Task instructions:
Given the records below, would you repeat exactly the lines that begin at the one containing "the wooden plank" and end at the one containing "the rock in", inclusive?

Provided data:
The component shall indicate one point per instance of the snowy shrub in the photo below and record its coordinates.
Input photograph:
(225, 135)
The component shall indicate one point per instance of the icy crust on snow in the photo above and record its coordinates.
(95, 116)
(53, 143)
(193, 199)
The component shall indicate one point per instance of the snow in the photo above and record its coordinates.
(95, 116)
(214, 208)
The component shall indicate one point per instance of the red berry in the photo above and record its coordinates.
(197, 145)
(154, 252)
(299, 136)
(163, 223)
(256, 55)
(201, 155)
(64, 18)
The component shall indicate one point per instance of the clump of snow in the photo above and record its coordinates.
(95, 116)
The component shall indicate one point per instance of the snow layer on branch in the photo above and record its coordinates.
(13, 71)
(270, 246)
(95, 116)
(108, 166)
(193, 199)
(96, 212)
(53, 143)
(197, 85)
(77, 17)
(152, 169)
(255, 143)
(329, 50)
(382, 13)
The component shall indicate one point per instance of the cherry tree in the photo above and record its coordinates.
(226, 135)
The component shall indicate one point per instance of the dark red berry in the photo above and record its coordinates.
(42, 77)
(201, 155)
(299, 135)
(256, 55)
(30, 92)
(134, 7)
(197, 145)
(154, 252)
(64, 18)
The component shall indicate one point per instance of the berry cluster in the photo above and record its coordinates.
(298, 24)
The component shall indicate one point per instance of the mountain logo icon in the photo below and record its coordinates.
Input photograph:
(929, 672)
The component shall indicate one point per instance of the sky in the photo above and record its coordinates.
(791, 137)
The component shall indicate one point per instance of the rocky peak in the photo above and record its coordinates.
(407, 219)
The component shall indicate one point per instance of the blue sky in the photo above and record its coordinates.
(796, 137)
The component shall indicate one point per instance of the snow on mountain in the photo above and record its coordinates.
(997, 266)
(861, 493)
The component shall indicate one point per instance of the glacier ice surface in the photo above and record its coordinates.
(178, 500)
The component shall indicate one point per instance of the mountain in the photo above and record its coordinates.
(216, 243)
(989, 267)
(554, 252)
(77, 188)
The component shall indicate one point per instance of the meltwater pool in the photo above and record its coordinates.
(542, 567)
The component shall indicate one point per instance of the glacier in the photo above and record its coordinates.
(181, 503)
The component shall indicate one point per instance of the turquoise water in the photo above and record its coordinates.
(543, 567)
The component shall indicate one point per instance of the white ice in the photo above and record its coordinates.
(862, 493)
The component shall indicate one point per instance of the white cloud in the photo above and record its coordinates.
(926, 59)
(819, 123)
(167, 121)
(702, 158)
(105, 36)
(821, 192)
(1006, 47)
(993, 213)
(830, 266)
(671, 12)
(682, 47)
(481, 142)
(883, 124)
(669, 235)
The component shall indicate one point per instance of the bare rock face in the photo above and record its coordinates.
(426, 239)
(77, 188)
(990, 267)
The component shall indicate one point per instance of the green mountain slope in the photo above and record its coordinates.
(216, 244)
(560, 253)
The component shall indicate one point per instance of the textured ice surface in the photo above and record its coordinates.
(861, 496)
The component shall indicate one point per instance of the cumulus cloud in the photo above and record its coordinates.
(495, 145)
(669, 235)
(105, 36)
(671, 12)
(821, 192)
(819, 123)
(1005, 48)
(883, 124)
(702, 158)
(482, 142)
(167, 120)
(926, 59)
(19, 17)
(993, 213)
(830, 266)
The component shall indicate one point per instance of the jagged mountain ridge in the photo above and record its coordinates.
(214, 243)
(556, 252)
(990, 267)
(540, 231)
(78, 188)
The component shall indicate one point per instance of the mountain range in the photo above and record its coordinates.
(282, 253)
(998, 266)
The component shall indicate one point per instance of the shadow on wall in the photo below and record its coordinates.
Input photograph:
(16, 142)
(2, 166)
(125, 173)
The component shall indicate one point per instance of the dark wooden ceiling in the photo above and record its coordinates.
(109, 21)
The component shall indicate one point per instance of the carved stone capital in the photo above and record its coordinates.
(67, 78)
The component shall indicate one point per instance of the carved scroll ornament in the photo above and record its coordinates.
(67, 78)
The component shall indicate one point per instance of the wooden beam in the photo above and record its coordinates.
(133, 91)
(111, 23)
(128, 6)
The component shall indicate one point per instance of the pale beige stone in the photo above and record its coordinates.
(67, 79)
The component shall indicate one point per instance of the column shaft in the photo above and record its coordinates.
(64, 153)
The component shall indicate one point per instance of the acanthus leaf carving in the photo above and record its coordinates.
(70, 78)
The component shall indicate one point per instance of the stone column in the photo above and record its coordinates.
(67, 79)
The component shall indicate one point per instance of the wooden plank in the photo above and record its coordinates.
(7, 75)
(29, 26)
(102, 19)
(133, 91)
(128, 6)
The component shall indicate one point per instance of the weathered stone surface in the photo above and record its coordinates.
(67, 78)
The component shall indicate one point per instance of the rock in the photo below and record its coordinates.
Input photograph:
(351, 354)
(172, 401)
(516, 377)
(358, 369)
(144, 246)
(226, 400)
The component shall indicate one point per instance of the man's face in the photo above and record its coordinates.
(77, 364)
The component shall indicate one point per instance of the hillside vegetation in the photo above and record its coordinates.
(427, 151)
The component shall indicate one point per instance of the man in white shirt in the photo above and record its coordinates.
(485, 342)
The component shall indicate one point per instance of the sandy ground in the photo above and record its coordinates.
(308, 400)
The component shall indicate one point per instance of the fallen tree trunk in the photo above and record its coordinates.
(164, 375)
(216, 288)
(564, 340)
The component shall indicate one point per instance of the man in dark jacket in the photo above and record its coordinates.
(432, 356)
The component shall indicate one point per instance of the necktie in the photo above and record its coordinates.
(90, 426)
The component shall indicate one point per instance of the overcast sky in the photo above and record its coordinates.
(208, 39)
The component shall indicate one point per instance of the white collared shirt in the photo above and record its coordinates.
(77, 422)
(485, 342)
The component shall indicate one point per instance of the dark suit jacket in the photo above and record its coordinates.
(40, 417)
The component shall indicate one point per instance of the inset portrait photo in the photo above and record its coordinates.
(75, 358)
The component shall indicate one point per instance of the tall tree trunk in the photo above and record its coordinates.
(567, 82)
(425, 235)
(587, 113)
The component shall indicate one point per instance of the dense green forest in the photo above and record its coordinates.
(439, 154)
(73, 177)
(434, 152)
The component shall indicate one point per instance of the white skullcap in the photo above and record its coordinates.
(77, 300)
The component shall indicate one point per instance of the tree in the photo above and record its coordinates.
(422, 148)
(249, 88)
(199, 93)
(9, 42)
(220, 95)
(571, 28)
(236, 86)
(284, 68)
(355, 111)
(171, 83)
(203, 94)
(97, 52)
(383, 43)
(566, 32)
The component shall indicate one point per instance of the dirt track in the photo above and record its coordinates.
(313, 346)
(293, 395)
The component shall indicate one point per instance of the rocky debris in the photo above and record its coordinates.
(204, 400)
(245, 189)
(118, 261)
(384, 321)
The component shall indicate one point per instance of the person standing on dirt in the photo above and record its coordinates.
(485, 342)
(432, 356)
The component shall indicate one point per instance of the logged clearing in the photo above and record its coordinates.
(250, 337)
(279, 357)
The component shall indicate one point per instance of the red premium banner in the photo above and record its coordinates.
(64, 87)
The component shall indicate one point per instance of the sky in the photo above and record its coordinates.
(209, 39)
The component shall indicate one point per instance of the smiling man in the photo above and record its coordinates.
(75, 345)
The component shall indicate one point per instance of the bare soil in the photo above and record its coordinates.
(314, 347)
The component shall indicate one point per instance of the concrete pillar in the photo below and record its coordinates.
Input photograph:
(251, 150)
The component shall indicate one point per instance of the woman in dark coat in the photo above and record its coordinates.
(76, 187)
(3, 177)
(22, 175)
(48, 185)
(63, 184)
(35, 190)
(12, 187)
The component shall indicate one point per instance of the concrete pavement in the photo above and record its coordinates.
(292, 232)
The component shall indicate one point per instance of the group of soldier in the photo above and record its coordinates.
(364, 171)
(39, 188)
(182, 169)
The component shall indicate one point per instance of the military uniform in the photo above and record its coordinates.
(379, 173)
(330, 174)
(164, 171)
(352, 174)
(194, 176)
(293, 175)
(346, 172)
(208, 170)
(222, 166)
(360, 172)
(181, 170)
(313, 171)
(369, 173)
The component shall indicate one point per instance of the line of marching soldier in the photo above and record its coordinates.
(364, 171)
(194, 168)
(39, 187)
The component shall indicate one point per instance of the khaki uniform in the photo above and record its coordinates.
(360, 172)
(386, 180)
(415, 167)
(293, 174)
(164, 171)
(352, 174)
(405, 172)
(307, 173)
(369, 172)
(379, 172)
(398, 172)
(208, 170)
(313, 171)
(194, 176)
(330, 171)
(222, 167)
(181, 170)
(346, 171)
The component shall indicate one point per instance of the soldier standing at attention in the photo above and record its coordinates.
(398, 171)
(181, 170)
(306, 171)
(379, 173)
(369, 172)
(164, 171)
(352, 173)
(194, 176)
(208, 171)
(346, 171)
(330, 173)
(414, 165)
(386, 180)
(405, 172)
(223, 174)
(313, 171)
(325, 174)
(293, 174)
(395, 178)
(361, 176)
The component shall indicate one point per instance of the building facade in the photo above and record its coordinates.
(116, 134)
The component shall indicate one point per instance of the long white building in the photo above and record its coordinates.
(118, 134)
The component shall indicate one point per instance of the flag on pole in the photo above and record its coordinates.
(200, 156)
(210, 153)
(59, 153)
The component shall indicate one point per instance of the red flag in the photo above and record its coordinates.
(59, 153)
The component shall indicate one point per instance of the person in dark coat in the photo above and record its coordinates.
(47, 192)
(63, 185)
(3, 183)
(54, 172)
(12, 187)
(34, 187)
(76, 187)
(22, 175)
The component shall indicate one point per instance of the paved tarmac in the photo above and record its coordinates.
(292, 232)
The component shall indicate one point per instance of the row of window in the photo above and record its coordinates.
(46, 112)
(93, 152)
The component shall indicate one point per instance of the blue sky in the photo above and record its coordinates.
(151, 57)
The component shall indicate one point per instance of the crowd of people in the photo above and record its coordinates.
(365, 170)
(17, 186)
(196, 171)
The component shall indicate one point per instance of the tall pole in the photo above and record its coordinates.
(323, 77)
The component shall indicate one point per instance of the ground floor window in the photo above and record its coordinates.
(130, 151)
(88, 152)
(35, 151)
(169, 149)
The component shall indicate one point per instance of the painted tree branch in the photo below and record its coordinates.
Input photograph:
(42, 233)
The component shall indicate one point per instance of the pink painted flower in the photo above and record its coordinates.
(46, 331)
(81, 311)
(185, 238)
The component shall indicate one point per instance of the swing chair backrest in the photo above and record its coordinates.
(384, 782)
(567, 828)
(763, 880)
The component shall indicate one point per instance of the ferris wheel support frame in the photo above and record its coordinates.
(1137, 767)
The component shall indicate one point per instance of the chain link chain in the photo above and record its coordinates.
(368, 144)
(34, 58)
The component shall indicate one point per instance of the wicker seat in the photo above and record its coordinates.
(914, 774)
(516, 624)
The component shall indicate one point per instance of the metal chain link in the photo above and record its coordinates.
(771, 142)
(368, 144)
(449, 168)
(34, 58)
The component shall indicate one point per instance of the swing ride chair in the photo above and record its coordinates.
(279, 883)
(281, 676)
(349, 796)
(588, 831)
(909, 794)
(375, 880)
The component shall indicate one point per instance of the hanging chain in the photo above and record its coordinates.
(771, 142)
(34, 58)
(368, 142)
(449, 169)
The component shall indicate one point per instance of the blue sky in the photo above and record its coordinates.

Expected output:
The component shall indicate one point per instance of the wooden plank in the photo above and record its coordinates.
(7, 75)
(29, 26)
(102, 19)
(133, 91)
(128, 6)
The component shall indicate one point per instance of the weathered stone surface in the photo above and record its coordinates.
(67, 78)
The component shall indicate one point per instance of the rock in the photo below and record its coordinates.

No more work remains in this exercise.